Rows from a dataset:
------------------------------------------------

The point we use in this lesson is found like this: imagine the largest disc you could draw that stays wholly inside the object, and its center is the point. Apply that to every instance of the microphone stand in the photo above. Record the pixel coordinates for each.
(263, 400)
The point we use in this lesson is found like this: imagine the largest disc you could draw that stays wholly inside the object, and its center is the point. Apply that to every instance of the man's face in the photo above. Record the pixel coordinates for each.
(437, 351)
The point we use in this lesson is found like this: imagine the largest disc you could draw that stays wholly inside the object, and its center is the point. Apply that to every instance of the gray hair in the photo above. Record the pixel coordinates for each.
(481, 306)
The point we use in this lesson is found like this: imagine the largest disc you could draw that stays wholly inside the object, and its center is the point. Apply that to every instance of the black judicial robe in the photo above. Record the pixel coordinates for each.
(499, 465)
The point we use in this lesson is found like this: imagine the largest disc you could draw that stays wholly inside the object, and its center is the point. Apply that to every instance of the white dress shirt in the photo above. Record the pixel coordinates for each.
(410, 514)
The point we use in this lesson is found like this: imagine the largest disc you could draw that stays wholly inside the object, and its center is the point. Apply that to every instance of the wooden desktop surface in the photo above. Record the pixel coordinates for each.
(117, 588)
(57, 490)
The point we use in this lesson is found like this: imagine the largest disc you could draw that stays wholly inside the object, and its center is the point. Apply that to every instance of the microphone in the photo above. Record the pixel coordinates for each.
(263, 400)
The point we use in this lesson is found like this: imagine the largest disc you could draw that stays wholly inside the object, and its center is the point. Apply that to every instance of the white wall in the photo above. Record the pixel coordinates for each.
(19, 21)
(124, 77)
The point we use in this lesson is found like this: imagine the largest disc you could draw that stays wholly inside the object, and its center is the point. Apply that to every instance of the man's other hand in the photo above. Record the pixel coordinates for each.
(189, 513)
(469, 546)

------------------------------------------------

▸ **Task brief**
Arrange the listing above as a two-column CSV headed input and output. Put each text in input and the answer that follows it in output, quoting every field and replacing line breaks with spaces.

▸ **Result**
input,output
"The point we use in this lesson is found like this: imagine the largest disc you could draw that stays wholly inside the object, and its center is the point. Apply that to every instance of the microphone stand in the photo above. Record the pixel coordinates for each.","(263, 400)"
"The point we use in this lesson is found like this: imagine the largest disc you could draw that stays wholly inside the object, and its center is the point. Apply that to every instance of the man's face in the photo above. Record the pixel coordinates for each.","(437, 351)"
"The point we use in this lesson is found like this: imagine the largest disc you could draw that stays wholly inside the object, and its center is the point. Apply that to every instance of the gray hair in the photo above. Record the pixel coordinates for each.","(481, 306)"
"The point we use in this lesson is found like this: imagine the largest disc you could draw that stays wholly inside the object, and its center is the point. Apply that to every instance of the black judicial robe in the photo above. Record the pixel coordinates for each.","(499, 465)"
"The point we use in this lesson is found like this: imagine the largest disc you could draw that stays wholly inside the object, and its center is the point. Apply that to every instance of the white dress shirt in the photo above. Record the pixel coordinates for each.","(410, 514)"
"The point we use in this lesson is found like this: imagine the largest disc you could draw that stays wholly inside the object, and its center is the point. Apply that to every instance of the wooden desktop surface in the photo above. Record the pixel coordinates for each.","(117, 588) (57, 490)"
"The point we use in this lesson is found like this: imagine the largest disc you could draw that stays wholly inside the object, and its center is the point. Apply that to every instance of the microphone in the photo above. Record the pixel coordinates for each.","(263, 400)"
"The point we use in this lesson is found like this: imagine the largest disc you could draw that stays wholly inside the object, and its center is the point. Apply that to every instance of the white wall in the photo above. Record the pixel coordinates for each.","(19, 21) (124, 77)"
"The point we use in this lesson is found like this: imagine the largest disc you could draw that stays wholly inside the object, and its center is the point. Apply that to every instance of the man's other hand in the photo above. Record the pixel coordinates for each.","(189, 513) (469, 546)"